Available data:
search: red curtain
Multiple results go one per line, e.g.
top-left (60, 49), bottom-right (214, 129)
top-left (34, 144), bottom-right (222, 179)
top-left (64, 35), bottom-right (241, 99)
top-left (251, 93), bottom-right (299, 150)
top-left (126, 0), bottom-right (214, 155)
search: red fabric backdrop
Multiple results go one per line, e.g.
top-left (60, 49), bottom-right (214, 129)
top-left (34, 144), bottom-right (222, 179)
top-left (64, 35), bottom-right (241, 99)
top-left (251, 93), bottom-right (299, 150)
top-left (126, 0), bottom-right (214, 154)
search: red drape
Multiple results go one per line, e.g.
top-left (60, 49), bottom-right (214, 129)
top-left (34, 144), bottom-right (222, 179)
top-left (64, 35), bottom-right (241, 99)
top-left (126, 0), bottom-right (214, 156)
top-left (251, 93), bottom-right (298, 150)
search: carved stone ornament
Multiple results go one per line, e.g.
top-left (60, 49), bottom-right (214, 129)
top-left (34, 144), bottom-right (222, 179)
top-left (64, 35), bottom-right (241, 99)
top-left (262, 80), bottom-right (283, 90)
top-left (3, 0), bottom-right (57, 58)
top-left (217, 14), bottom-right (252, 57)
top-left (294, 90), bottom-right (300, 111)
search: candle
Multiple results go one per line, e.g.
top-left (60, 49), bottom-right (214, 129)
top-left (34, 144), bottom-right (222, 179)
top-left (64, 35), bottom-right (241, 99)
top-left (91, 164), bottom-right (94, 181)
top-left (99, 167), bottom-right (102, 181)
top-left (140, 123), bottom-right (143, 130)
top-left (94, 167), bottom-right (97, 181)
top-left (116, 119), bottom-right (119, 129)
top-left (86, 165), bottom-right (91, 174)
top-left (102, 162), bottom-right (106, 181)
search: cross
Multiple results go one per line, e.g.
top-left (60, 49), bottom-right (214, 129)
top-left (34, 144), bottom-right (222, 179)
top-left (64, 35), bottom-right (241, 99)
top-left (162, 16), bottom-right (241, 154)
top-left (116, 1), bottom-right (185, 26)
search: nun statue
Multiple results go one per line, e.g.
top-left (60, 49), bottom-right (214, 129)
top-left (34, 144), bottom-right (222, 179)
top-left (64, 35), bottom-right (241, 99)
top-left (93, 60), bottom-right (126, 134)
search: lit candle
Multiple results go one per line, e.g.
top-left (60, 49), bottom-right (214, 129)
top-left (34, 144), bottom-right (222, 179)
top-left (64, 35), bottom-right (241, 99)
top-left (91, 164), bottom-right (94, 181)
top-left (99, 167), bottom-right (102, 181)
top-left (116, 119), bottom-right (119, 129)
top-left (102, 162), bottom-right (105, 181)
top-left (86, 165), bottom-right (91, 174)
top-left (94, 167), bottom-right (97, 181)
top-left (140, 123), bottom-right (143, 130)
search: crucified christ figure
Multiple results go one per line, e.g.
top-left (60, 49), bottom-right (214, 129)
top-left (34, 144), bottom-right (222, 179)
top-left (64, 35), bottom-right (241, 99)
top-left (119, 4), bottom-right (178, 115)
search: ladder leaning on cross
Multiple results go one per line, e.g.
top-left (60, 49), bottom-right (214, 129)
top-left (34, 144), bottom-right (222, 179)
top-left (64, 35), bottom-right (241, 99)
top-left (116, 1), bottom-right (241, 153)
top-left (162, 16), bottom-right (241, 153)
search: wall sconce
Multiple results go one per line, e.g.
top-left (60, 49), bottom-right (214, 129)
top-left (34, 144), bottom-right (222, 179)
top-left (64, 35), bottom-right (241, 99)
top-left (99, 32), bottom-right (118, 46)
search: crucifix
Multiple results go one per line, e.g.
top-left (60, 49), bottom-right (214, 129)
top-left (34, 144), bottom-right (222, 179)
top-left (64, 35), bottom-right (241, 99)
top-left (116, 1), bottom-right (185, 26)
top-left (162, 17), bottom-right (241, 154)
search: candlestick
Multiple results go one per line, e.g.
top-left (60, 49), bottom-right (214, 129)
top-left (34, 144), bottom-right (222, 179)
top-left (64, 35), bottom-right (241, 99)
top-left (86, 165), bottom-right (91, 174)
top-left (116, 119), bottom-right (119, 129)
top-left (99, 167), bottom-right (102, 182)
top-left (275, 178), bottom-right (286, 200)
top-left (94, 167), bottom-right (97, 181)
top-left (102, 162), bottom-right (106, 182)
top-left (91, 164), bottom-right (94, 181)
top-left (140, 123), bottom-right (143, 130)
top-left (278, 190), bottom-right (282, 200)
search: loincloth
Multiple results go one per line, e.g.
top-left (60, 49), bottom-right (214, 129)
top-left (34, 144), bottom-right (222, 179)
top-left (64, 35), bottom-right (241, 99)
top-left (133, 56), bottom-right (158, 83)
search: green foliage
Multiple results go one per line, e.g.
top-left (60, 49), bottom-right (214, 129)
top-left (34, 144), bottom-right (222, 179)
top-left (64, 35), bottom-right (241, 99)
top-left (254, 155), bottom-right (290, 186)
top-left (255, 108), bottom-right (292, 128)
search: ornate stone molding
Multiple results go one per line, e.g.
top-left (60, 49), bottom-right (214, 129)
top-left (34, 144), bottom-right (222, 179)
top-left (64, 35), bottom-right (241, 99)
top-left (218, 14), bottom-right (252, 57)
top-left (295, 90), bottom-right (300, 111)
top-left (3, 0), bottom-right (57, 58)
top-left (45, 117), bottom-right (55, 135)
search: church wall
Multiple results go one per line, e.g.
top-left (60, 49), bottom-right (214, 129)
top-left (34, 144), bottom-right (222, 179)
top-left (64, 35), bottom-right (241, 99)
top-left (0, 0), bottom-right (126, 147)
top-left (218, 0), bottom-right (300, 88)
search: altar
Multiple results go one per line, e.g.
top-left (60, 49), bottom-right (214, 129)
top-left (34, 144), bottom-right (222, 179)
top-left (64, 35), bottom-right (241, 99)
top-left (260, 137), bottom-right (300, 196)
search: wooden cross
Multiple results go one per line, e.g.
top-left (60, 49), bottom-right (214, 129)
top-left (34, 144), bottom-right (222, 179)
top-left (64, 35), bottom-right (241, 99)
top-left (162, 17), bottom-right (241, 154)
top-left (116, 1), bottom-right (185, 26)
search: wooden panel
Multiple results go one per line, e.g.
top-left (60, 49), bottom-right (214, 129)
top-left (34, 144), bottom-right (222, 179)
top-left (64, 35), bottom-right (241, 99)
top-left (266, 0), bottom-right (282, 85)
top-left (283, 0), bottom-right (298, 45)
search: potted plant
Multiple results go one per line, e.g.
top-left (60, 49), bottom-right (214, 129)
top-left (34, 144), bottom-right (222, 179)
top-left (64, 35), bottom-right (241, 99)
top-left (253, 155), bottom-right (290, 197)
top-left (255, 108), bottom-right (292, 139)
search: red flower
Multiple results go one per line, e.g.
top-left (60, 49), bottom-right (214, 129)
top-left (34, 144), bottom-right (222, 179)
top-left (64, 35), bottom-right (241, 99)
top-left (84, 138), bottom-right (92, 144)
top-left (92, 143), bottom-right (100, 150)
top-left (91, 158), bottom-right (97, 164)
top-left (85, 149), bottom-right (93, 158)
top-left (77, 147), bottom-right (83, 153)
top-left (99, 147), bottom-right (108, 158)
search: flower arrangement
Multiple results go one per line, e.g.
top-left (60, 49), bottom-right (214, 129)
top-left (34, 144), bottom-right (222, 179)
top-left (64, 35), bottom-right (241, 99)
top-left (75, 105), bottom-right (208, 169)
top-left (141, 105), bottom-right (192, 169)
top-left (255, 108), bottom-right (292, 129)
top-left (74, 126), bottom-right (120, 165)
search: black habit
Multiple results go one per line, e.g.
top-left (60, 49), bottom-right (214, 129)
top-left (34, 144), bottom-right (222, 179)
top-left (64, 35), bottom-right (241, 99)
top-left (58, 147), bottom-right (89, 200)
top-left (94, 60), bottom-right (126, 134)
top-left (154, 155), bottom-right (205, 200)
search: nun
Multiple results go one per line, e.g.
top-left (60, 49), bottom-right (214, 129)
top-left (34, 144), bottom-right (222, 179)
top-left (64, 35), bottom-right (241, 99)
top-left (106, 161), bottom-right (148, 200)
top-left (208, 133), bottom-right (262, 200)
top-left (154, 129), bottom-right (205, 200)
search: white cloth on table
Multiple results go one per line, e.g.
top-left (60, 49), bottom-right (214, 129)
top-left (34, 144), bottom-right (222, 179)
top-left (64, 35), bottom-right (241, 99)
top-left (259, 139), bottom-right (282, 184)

Directions for this task: Please pick out every line in the items above that contains the word "stone", matching case exactly, and copy each one.

Problem solution:
search: carved stone ornament
search: ornate stone molding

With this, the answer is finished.